(Einträge im Datensatz)

########################################

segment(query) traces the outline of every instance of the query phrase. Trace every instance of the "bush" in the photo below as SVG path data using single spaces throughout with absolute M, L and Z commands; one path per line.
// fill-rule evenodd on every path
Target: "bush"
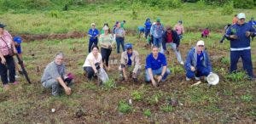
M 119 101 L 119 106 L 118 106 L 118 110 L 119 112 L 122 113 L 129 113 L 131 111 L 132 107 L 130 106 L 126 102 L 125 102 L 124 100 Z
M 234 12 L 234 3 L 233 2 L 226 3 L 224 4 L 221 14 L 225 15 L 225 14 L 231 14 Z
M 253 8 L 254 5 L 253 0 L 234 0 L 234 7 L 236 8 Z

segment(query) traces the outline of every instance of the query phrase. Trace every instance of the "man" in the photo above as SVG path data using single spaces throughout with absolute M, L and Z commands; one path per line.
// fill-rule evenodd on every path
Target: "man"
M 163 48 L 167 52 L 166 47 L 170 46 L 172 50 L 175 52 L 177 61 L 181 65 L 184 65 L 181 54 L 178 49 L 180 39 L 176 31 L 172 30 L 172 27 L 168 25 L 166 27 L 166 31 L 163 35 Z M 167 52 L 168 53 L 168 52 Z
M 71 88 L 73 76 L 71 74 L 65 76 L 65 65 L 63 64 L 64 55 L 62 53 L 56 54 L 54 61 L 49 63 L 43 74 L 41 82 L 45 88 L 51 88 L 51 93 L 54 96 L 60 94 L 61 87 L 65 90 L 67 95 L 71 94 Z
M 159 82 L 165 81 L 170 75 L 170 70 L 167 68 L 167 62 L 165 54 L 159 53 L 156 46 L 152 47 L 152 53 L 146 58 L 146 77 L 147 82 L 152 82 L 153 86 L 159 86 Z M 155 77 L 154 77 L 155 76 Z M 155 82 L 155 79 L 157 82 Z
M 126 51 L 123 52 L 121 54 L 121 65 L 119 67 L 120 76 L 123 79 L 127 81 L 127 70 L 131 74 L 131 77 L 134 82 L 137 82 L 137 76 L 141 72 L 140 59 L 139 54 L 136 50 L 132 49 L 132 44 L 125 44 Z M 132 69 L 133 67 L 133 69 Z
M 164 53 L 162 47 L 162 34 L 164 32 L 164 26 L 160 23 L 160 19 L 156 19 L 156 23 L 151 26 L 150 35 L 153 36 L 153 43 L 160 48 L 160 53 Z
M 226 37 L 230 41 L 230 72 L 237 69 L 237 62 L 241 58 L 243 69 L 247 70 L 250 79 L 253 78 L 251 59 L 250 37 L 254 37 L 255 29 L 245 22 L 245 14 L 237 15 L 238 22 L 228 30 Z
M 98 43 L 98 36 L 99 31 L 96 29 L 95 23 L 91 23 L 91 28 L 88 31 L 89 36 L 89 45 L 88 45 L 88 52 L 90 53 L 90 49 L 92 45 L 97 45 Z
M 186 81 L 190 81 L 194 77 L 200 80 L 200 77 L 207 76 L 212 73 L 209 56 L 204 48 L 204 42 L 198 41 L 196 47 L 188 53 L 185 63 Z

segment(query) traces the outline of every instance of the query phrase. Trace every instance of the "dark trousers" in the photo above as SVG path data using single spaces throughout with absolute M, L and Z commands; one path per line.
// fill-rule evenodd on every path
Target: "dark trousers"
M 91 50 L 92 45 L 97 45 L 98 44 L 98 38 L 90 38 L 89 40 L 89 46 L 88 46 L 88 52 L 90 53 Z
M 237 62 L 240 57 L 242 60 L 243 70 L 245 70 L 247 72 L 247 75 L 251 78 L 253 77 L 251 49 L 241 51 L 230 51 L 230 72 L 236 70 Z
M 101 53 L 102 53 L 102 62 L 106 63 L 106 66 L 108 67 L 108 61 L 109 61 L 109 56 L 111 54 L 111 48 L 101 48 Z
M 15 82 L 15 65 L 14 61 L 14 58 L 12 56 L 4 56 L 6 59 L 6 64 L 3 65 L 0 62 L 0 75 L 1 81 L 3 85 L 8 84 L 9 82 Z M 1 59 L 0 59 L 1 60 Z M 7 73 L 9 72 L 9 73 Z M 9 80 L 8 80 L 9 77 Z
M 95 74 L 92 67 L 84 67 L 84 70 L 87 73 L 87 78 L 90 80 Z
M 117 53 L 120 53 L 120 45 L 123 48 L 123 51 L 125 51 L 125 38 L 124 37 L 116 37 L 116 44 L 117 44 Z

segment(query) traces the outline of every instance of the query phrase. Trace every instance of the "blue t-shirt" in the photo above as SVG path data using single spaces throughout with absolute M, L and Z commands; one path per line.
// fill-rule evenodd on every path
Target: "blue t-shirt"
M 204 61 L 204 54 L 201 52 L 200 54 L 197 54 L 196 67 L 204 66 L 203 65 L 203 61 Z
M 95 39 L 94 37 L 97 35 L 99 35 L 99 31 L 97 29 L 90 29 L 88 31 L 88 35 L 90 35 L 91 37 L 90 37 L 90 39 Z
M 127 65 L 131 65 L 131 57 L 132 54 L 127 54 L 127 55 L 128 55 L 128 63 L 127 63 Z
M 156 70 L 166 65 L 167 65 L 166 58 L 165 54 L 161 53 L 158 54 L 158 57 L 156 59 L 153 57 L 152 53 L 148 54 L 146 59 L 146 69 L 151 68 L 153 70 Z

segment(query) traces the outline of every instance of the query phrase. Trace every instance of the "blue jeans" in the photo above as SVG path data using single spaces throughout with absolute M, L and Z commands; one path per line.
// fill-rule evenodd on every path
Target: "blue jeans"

########################################

ZIEL
Wähle aus den Datensätzen oben jede Zeile aus, in der die Zeichenfolge „shirt“ vorkommt, und gib diese Zeilen vollständig wieder.

ERGEBNIS DER ÜBUNG
segment(query) traces the outline of every instance of the query phrase. Trace every instance of the "blue t-shirt" in the photo above as SVG path data using single spaces throughout with absolute M, L and Z commands; one path per line.
Target: "blue t-shirt"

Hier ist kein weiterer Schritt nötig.